▶ TASK PROMPT:
In the passage on designing RNA/DNA pools for in vitro selection, which of the two tested 5J sequences bound ATP more strongly than Huizenga and Szostak's low-complexity aptamer?

(Beginning of PASSAGE PROVIDED)

Recent experimental findings show that enhancing the structural diversity of RNA/DNA pools increases the chance of finding novel aptamers with higher binding affinity (Carothers et al. 2004, 2006). To increase the number of functional RNA/DNA sequences available in the starting pool for in vitro selection, the starting pool should be engineered to have a uniform distribution over all possible structures (Gevertz et al. 2005).
In this study, we present two new systematic computational pool design approaches that increase the covered search space for in vitro selection of complex aptamers: Random Filtering and Genetic Filtering. Compared with close to zero five-way junctions and around 0.2% four-way junctions in a typical random DNA pool with 106 structures of 100 nucleotides each, Random Filtering generated pools of the same size, where >10% of the sequences are five-way junctions and >15% of the sequences are four-way junctions. Very similar results were found for 100-nt DNA pools where 30 nt are fixed primer sites. Our RFPool A (designed via Random Filtering) was synthesized, and a few sequences were determined and folded using ViennaRNA. In a subset of only 17 sequences, 11.76% were found to be five-way and 11.76% were four-way junctions. Compared with a completely random pool, our Random Filtering method can dramatically increase the likelihood of obtaining high-order junctions experimentally.
Our second method, Genetic Filtering, can generate DNA pool designs of 100 nt each, where 30 nt are fixed primer sites, with distributions in silico that are very close to a uniform structure distribution, i.e., highly diverse. Analysis of a small set of the sequences obtained from the GFPool1 (designed via Genetic Filtering) in vitro showed significant structural diversity, with each of the 1J, 2J, 3J, 4J, and 5J structures present at levels of at least 10%. Complex 5J structures accounted for 26% of the sequences prior to enrichment. After GFPool1 was subjected to eight rounds of selection against the target ATP, complex 5Js accounted for 20% of the sampled sequences. The likelihood of observing this concentration of 5J structures in a random pool, where we find only 35 of 20 million sequences resulting in 5J structures, is ∼10−10. These results confirm that our suggested approach not only leads to better access to more complex structures for in vitro selection experiments, but also that SELEX is capable of preserving highly complex structures if they are present in the initial DNA pool. When the binding affinities of two 5J sequences from this enriched pool were tested, one sequence (ATPF8) displayed stronger affinity for ATP than Huizenga and Szostak's low-complexity aptamer, while the other (ATPF4) showed weaker affinity. This suggests that higher complexity sequences have the potential to be better aptamers, but will not always lead to improved binding. Thus, structural diversity, not just structural complexity, is an important characteristic of an ideal starting pool for SELEX. Our Genetic Filtering method is particularly aimed at designing such pools.

(End of PASSAGE PROVIDED)
(Beginning of RECORD SET)

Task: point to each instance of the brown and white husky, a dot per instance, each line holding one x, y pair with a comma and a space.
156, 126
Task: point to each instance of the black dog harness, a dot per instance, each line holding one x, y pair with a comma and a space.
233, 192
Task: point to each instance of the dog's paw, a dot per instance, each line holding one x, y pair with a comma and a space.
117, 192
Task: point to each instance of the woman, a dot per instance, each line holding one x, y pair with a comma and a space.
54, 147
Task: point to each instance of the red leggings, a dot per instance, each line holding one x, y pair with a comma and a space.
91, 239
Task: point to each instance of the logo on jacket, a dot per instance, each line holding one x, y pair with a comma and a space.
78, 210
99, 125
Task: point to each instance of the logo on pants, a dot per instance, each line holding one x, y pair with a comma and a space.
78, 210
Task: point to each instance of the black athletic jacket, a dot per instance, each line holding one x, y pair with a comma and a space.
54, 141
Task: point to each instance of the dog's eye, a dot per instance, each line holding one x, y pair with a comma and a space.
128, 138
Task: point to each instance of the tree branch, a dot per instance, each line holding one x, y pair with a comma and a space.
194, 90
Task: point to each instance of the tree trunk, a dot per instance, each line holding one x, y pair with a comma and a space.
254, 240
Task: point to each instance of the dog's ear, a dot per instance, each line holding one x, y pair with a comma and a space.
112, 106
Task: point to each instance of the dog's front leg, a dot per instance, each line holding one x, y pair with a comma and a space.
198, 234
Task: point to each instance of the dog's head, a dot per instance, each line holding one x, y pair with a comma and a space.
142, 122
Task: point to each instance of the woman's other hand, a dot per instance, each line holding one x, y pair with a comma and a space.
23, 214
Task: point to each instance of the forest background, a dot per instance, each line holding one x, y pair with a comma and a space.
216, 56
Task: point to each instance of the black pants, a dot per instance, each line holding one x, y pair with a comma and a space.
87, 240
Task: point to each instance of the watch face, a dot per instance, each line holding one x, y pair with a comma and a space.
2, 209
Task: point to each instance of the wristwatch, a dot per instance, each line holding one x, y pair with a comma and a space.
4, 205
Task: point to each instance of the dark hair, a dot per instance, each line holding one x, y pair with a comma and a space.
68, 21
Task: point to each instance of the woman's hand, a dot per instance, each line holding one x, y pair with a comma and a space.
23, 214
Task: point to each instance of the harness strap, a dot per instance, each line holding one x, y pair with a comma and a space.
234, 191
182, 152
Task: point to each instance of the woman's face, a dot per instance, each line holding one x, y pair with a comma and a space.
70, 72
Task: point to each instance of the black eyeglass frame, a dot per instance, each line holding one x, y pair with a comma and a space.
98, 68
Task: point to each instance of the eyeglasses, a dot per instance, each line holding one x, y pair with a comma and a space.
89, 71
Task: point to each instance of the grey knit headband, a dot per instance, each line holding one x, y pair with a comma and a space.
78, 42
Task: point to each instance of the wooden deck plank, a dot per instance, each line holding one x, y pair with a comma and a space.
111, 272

(End of RECORD SET)
(Beginning of RECORD SET)

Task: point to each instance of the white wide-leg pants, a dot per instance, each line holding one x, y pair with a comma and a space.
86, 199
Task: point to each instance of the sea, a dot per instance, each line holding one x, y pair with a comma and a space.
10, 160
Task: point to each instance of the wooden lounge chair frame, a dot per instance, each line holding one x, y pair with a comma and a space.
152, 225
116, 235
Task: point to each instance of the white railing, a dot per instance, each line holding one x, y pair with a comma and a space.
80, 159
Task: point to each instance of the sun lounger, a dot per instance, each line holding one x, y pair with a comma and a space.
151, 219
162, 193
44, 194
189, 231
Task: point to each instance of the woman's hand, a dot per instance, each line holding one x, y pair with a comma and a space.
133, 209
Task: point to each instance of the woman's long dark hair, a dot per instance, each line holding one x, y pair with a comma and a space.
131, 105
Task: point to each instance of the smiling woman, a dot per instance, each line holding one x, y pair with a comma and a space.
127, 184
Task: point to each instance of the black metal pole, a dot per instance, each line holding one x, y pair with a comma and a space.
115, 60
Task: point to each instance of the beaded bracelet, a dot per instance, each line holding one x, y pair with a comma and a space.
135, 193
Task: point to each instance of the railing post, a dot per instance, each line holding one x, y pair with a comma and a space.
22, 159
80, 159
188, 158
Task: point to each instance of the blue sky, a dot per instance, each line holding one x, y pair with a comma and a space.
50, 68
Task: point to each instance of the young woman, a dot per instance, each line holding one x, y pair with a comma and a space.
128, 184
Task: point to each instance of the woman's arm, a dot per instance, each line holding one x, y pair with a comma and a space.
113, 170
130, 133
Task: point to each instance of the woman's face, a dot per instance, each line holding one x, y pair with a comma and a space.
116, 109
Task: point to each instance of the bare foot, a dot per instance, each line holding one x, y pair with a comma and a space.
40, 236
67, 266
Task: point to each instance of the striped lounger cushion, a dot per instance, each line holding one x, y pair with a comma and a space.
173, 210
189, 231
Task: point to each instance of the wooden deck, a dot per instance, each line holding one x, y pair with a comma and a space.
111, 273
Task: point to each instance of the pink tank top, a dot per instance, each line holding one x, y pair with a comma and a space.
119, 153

(End of RECORD SET)

▶ EXPECTED ANSWER:
ATPF8